*EXERCISE OBJECTIVE*. Find and copy each line below that contains the word "covered", matching case.

## Start RECORDS FOR THIS TASK

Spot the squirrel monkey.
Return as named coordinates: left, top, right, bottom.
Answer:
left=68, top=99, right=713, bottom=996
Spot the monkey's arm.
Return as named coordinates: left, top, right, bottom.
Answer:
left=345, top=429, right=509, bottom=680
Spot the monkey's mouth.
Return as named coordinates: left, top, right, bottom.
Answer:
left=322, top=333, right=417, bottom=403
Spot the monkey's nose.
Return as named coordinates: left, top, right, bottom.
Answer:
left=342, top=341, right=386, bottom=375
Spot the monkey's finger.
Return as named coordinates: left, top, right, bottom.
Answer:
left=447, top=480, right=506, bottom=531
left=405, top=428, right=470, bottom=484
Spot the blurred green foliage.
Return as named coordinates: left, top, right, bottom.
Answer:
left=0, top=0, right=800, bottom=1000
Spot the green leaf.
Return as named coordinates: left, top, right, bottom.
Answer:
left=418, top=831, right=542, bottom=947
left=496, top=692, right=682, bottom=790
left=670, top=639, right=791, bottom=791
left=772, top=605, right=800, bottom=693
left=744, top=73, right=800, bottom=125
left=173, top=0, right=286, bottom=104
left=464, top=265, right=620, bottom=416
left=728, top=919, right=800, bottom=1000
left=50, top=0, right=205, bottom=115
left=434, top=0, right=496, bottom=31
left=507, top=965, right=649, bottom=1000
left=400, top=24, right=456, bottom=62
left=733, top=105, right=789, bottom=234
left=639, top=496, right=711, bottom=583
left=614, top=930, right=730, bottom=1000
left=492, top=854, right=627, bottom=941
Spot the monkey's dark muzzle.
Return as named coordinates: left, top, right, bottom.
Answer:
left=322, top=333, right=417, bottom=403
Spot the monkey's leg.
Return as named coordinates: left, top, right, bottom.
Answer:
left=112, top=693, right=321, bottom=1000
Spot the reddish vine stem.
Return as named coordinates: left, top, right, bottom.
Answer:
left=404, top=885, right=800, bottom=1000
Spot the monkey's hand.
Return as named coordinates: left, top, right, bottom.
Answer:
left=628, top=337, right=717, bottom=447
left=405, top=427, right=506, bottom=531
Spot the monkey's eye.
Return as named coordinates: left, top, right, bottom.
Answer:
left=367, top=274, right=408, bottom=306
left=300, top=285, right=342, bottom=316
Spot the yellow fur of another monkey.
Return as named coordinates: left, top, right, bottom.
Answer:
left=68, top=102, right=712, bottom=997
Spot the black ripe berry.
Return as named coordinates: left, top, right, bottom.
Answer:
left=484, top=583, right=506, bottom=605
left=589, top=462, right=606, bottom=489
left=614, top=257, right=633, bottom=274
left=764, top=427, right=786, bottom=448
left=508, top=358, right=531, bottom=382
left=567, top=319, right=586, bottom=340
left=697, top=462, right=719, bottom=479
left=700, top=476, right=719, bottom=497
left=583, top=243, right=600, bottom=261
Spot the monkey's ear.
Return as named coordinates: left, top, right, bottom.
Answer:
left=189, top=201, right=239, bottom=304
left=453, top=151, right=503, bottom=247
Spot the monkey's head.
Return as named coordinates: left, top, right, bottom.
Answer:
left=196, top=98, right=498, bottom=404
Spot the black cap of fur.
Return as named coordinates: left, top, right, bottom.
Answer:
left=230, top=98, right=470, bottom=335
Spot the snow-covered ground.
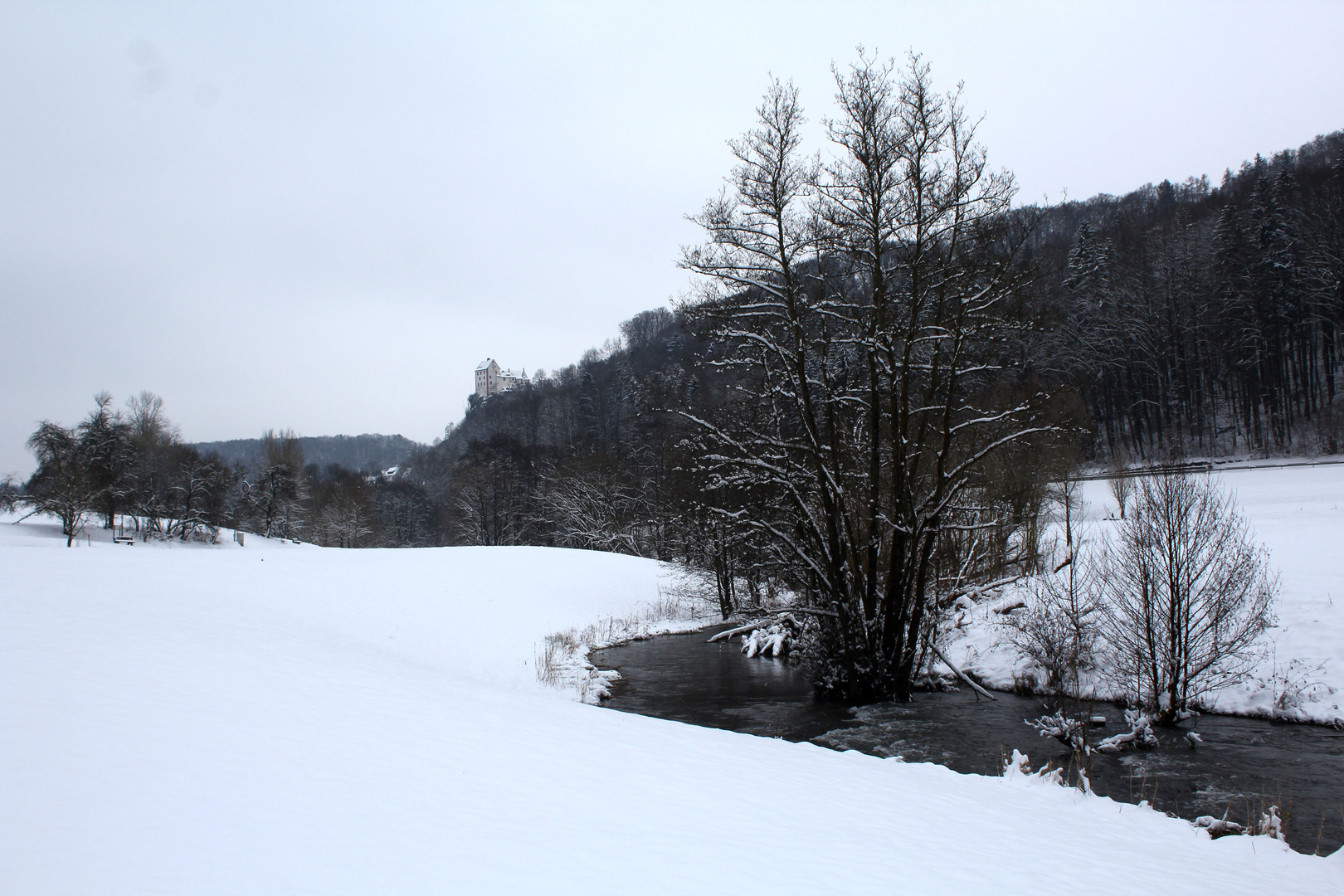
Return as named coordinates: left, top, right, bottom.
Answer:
left=947, top=465, right=1344, bottom=725
left=0, top=508, right=1344, bottom=896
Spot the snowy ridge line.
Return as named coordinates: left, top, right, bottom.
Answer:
left=1077, top=457, right=1344, bottom=481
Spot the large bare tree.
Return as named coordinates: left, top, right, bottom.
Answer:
left=683, top=52, right=1049, bottom=700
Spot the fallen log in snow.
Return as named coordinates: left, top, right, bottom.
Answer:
left=933, top=647, right=997, bottom=700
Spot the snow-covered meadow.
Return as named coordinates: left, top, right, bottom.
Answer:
left=0, top=502, right=1344, bottom=896
left=947, top=464, right=1344, bottom=725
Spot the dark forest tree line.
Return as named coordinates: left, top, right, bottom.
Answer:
left=1036, top=133, right=1344, bottom=460
left=14, top=392, right=442, bottom=547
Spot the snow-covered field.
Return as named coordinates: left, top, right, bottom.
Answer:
left=947, top=465, right=1344, bottom=725
left=0, top=508, right=1344, bottom=896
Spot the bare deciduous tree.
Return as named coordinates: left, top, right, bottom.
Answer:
left=23, top=421, right=100, bottom=547
left=683, top=55, right=1043, bottom=700
left=1101, top=473, right=1277, bottom=724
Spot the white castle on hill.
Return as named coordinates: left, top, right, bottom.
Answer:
left=475, top=358, right=527, bottom=397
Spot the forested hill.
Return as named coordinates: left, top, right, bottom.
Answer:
left=400, top=133, right=1344, bottom=562
left=1021, top=132, right=1344, bottom=458
left=192, top=432, right=429, bottom=473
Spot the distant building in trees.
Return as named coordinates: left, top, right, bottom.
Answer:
left=475, top=358, right=527, bottom=397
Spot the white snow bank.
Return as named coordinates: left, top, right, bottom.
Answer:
left=947, top=465, right=1344, bottom=725
left=0, top=508, right=1344, bottom=896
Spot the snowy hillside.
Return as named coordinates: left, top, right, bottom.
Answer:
left=949, top=465, right=1344, bottom=724
left=0, top=508, right=1344, bottom=896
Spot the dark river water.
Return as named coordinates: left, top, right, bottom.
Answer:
left=592, top=629, right=1344, bottom=853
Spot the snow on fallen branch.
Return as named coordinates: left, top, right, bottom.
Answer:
left=933, top=647, right=1000, bottom=704
left=535, top=595, right=711, bottom=703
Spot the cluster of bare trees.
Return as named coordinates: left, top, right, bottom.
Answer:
left=683, top=55, right=1055, bottom=700
left=19, top=392, right=236, bottom=545
left=1012, top=473, right=1277, bottom=724
left=14, top=392, right=442, bottom=547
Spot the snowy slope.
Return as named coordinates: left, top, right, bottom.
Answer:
left=949, top=465, right=1344, bottom=724
left=0, top=510, right=1344, bottom=896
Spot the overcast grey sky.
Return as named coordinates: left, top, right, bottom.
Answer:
left=0, top=2, right=1344, bottom=475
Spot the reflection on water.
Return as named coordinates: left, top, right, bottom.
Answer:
left=592, top=629, right=1344, bottom=853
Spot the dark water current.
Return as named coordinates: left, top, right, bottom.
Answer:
left=592, top=629, right=1344, bottom=853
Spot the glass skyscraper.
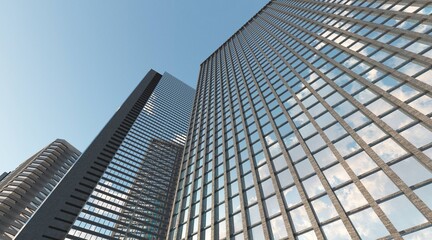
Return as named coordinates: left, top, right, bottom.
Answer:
left=16, top=70, right=194, bottom=240
left=0, top=139, right=81, bottom=240
left=168, top=0, right=432, bottom=239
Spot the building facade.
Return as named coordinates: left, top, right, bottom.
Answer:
left=17, top=70, right=194, bottom=239
left=0, top=139, right=81, bottom=240
left=168, top=0, right=432, bottom=239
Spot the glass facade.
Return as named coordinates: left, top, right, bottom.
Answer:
left=66, top=73, right=194, bottom=239
left=168, top=0, right=432, bottom=239
left=0, top=139, right=81, bottom=240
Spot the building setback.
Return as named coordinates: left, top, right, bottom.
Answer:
left=16, top=70, right=194, bottom=239
left=0, top=139, right=81, bottom=239
left=168, top=0, right=432, bottom=239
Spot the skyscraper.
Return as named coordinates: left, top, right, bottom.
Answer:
left=168, top=0, right=432, bottom=239
left=0, top=139, right=81, bottom=239
left=16, top=70, right=194, bottom=240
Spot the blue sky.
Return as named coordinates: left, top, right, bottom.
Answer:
left=0, top=0, right=268, bottom=174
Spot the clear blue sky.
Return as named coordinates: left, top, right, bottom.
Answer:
left=0, top=0, right=268, bottom=174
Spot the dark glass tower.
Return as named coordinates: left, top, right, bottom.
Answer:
left=17, top=70, right=194, bottom=239
left=168, top=0, right=432, bottom=239
left=0, top=139, right=81, bottom=239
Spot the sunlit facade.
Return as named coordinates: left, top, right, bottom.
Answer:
left=16, top=70, right=195, bottom=240
left=0, top=139, right=81, bottom=240
left=168, top=0, right=432, bottom=239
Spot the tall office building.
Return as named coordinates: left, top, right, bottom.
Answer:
left=168, top=0, right=432, bottom=239
left=16, top=70, right=194, bottom=240
left=0, top=139, right=81, bottom=240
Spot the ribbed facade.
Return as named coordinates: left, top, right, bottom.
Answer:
left=17, top=70, right=194, bottom=240
left=0, top=139, right=81, bottom=239
left=168, top=0, right=432, bottom=239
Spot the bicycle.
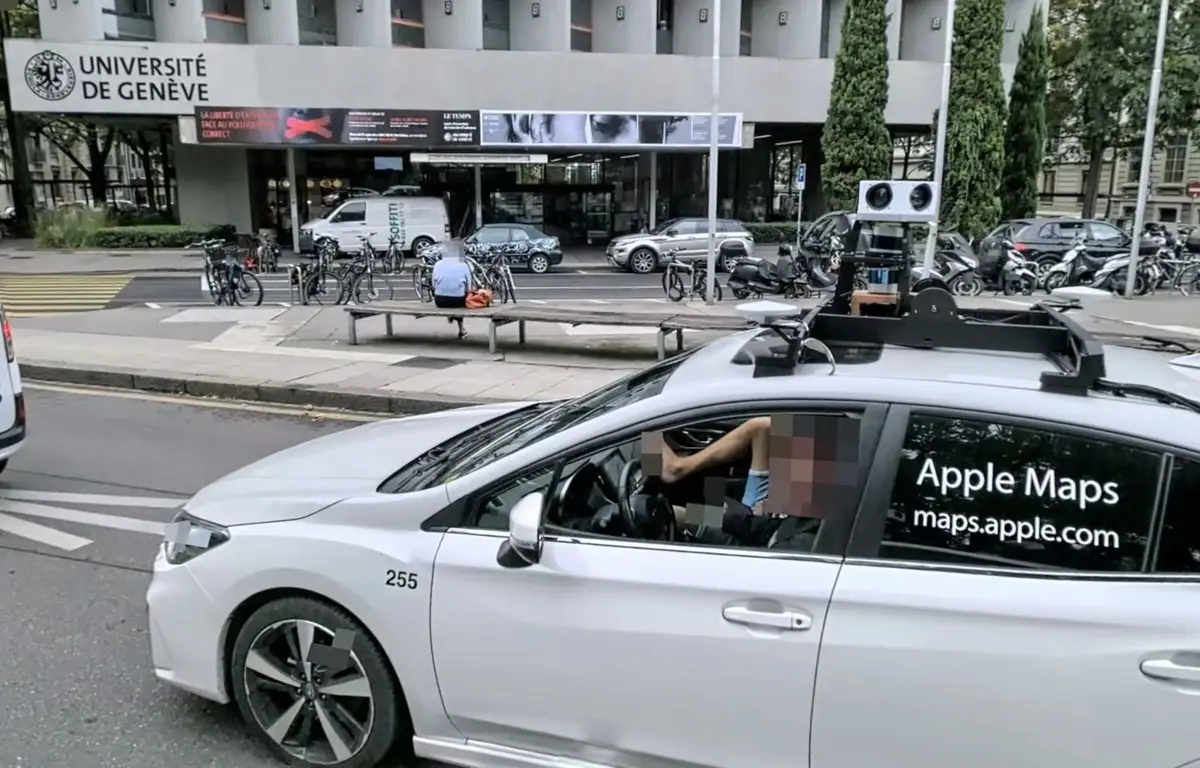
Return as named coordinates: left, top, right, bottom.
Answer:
left=338, top=235, right=396, bottom=304
left=478, top=253, right=517, bottom=304
left=662, top=251, right=721, bottom=301
left=186, top=239, right=263, bottom=307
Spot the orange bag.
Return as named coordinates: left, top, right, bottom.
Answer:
left=467, top=288, right=492, bottom=310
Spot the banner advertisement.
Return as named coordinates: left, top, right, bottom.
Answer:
left=479, top=110, right=742, bottom=150
left=196, top=107, right=479, bottom=148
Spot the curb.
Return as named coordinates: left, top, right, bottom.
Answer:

## End RECORDS FOR THIS TASK

*OUTPUT BELOW*.
Spot the snow-covered ground.
Spot the snow-covered meadow.
Spot the snow-covered field.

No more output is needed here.